* _Task description_: Copy out, word for word, everything in the rows below from the line containing "blonde hair is located." down to the line containing "126,68,362,541", with both of those lines included.

※ ※ ※

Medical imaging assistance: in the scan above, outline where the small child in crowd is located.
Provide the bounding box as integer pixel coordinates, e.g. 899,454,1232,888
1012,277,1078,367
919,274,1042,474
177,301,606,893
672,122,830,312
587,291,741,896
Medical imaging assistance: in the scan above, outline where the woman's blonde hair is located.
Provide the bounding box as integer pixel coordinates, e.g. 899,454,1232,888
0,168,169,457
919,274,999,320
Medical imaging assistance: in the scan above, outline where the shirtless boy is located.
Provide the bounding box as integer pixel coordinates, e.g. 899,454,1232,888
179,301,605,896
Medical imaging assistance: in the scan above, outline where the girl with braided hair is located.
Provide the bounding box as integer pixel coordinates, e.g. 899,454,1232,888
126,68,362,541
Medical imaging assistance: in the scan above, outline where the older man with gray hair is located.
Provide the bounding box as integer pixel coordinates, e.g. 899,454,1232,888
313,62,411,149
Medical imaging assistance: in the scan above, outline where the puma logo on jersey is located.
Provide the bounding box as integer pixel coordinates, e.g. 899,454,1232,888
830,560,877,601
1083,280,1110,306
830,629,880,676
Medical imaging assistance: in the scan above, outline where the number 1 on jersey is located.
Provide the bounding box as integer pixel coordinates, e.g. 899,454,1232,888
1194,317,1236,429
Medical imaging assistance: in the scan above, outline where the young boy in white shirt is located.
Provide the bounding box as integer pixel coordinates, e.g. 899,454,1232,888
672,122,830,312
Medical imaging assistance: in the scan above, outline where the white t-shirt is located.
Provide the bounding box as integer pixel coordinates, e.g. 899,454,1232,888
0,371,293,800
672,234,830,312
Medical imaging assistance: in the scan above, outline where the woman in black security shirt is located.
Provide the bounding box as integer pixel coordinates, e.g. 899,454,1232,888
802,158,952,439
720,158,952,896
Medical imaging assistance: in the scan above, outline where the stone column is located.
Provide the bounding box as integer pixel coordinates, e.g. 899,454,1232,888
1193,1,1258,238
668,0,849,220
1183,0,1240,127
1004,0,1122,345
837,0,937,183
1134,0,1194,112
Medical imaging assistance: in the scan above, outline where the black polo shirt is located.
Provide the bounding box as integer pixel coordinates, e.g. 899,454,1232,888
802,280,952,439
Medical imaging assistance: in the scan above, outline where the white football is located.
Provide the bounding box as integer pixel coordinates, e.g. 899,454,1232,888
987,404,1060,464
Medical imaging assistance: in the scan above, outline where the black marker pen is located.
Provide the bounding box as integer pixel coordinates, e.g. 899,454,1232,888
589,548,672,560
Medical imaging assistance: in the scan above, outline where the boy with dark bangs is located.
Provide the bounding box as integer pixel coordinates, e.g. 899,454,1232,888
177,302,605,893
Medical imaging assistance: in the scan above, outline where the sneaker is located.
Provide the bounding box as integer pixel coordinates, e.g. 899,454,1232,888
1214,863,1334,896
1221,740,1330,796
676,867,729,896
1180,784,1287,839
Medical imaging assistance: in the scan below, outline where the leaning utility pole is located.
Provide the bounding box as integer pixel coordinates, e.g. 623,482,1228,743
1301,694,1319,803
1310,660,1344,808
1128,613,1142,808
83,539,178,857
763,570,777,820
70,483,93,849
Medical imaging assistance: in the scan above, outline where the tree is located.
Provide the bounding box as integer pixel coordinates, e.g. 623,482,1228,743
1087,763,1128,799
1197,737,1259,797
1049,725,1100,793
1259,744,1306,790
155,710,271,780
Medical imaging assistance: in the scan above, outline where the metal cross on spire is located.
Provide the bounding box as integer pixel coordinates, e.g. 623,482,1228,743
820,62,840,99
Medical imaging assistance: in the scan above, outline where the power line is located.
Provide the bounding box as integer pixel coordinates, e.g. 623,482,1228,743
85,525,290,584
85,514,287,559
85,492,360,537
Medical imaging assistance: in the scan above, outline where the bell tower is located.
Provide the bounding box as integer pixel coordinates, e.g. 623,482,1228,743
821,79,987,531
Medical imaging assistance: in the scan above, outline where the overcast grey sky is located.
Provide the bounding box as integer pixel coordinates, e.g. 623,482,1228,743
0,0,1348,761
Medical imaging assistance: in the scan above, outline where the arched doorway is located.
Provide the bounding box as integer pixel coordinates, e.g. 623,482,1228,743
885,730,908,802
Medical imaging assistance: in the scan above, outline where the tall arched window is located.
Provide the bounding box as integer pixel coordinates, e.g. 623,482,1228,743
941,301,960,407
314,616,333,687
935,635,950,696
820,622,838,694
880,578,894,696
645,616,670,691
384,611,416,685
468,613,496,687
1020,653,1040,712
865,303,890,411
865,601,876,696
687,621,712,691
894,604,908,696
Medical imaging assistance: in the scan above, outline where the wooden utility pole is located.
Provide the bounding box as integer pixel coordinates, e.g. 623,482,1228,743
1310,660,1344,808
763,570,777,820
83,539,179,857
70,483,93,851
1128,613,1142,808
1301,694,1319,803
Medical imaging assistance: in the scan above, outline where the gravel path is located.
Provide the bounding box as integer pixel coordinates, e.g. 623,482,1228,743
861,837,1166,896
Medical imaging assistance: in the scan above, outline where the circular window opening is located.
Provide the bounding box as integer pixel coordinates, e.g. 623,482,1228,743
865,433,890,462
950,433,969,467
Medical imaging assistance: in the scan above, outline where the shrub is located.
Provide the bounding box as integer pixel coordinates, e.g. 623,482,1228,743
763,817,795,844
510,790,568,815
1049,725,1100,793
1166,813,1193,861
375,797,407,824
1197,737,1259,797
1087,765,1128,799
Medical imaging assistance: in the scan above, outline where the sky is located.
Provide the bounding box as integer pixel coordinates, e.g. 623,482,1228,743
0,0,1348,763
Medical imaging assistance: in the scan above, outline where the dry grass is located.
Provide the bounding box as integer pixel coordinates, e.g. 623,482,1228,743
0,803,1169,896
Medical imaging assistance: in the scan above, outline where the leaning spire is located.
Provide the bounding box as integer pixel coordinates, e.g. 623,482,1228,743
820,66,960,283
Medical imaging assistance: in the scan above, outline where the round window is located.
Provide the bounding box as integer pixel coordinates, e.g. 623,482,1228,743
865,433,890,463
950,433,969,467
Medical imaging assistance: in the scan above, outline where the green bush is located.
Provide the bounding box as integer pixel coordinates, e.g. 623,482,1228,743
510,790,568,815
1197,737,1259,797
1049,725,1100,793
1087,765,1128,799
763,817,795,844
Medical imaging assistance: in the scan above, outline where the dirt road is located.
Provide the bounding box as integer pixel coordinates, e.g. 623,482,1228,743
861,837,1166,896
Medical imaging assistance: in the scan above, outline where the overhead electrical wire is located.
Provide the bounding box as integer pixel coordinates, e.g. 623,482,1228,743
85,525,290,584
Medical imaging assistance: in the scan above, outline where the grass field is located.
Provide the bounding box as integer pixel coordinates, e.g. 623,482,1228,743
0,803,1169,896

※ ※ ※

* _Answer for this exercise_:
Medical imaging assistance: in the scan above, outline where the woman's blonde hair is located.
Provide the bounding box as integer pixel coordinates, e.g. 899,454,1232,888
0,168,169,457
919,274,999,320
Medical imaging assistance: in the scan above, outline where the shirtless boy is located.
Provide the bounding box as integer pixel coordinates, e.g. 899,454,1232,888
179,301,605,896
Medical imaging assistance: in the scan above, outline where the girl with braided hair is located.
Provide the bounding box as integer pixel coordinates, e.g. 899,454,1232,888
126,68,362,541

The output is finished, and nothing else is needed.